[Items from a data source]
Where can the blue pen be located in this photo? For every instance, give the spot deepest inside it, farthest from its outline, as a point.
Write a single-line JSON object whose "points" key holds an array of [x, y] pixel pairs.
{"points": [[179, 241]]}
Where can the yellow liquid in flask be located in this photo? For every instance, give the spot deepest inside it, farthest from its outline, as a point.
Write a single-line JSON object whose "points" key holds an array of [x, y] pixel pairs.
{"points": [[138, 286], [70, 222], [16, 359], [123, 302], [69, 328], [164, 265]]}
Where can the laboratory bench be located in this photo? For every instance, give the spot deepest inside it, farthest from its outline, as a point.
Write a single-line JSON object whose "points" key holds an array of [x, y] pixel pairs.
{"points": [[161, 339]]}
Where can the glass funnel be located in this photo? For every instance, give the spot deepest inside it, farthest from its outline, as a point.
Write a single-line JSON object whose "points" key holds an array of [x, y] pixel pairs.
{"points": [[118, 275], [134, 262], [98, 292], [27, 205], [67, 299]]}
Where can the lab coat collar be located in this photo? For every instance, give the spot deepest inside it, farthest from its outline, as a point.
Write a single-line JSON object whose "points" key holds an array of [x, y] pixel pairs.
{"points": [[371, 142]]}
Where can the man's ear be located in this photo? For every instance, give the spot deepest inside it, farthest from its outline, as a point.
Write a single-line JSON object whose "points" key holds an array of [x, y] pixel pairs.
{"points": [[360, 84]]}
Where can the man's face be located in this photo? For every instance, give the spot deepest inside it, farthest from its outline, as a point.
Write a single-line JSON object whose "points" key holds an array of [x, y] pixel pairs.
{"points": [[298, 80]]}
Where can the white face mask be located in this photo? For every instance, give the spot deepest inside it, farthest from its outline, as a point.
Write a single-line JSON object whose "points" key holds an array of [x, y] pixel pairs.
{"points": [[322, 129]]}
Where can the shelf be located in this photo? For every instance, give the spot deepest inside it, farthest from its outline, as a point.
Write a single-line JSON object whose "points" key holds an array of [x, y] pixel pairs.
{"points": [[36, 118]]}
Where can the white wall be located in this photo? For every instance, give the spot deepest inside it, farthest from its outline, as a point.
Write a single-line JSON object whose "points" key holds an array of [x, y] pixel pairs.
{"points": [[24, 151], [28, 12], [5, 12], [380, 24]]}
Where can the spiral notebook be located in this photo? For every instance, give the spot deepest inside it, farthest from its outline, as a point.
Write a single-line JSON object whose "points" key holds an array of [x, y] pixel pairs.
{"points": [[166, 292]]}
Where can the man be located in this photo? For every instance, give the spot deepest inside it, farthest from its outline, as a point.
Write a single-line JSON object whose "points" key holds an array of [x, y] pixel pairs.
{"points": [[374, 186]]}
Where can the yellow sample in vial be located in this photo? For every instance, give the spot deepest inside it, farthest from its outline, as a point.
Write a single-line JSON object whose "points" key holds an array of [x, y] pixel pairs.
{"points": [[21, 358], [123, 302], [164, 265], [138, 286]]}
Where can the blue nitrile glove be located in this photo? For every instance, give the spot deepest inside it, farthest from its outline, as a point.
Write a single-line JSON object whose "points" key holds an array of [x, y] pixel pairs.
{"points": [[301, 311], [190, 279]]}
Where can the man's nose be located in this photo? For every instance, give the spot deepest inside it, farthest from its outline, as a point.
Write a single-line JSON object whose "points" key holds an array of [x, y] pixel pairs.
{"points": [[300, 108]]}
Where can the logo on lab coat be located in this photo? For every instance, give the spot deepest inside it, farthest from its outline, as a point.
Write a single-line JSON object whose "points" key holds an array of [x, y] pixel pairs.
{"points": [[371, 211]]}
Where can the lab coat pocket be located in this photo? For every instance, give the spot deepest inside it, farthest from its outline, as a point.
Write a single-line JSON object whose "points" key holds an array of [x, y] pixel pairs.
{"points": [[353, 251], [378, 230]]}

§ Work instruction: The reply must present every entry, transcribed with its exact wording.

§ Output below:
Where can the blue pen be located in this photo? For every instance, give the spot deepest inside it, farthest from its outline, as a point.
Write a single-line JSON object whose "points" key holds an array of [x, y] pixel pairs.
{"points": [[179, 241]]}
Where can the yellow liquid in flask be located in this photo? For every instance, give the spot deepest inside it, farthest from its outline, as a point.
Write a single-line JSON object whose "points" key holds an array of [x, y] pixel pairs.
{"points": [[138, 286], [70, 222], [16, 359], [123, 302], [69, 328], [164, 265]]}
Where can the laboratory bench be located in this photo? For every instance, give the spot deepest inside it, farthest from its outline, as a point.
Write a single-line JSON object whose "points" key holds an array of [x, y] pixel pairs.
{"points": [[161, 339]]}
Where can the glass funnel be located in this photo? For every instance, give the spot deepest inside it, farthest from its outline, as a point.
Write a single-line JSON object whose "points" key holds an array of [x, y] pixel pairs.
{"points": [[118, 275], [134, 262], [98, 292], [27, 205], [67, 299]]}
Where can the lab coat collar be located in this photo? For every instance, give the spot deepest inside it, farthest from its outline, as a point.
Write a single-line JSON object whose "points" key holds an array of [x, y] pixel pairs.
{"points": [[371, 142]]}
Where can the man's ear be located in this photo? For every instance, give the spot deepest inside it, farthest from its outline, as a point.
Write a single-line JSON object whose "points" key holds an array of [x, y] pixel pairs.
{"points": [[360, 84]]}
Where can the man's face be located in this photo? For every instance, give the spot deepest inside it, farthest from its outline, as a point.
Write a single-line JSON object whose "points" key holds an array of [x, y] pixel pairs.
{"points": [[298, 80]]}
Where can the white face mask be located in this photo? For every instance, give the spot deepest inside it, farthest from its outline, as a point.
Write a single-line JSON object whose "points" key holds an array of [x, y] pixel pairs.
{"points": [[322, 129]]}
Where can the shelf be located in this photo? For every instance, give the spot deepest inside it, farthest from its outline, as a point.
Write a single-line JSON object whose "points" key holds an array of [x, y] pixel pairs.
{"points": [[36, 118]]}
Where can the white wall be located in this photo? For every instance, give the spot deepest inside it, farthest from its outline, as a point.
Write a single-line JSON object whose "points" key holds an array of [x, y] pixel pairs.
{"points": [[24, 151], [28, 12], [5, 12], [380, 24]]}
Where can the spiral notebook be located in this photo? For every instance, give the spot deepest inside it, farthest from its outline, as a point.
Write a single-line JSON object whose "points" key holds an array of [x, y] pixel pairs.
{"points": [[166, 292]]}
Where can the man be located in this photo? For every instance, give the spot deepest inside it, farthest from its outline, as a point.
Write a single-line JSON object whose "points" key holds an array of [x, y] pixel pairs.
{"points": [[374, 186]]}
Where can the yellow sample in vial be located in this photo? For every instance, give the spot deepest inside it, farthest from its outline, as a point.
Write a single-line JSON object whose "points" key holds an array of [x, y] pixel pairs.
{"points": [[21, 358], [123, 302], [164, 265], [138, 286]]}
Where can the blue nitrile glove be located in this photo? For every instance, give the spot deepest inside it, farthest from its outline, as a point.
Write a single-line JSON object whose "points" key holds an array of [x, y] pixel pairs.
{"points": [[301, 311], [190, 279]]}
Where can the man's nose be located in this photo? For every instance, give the spot deepest inside it, farthest from its outline, as a point.
Write a single-line JSON object whose "points" key holds an array of [x, y] pixel pairs.
{"points": [[300, 108]]}
Where can the logo on lab coat be located in this photo? For every instance, give the spot deepest inside it, farthest from its outline, as a point.
Write a single-line JSON object whose "points" key holds an array of [x, y] pixel pairs.
{"points": [[371, 211]]}
Where can the lab coat pocket be located in this photo? For every instance, give the spot deepest inside it, farthest from its outline, as a point.
Write a single-line JSON object whose "points" key holds an array of [x, y] pixel pairs.
{"points": [[353, 251], [378, 230]]}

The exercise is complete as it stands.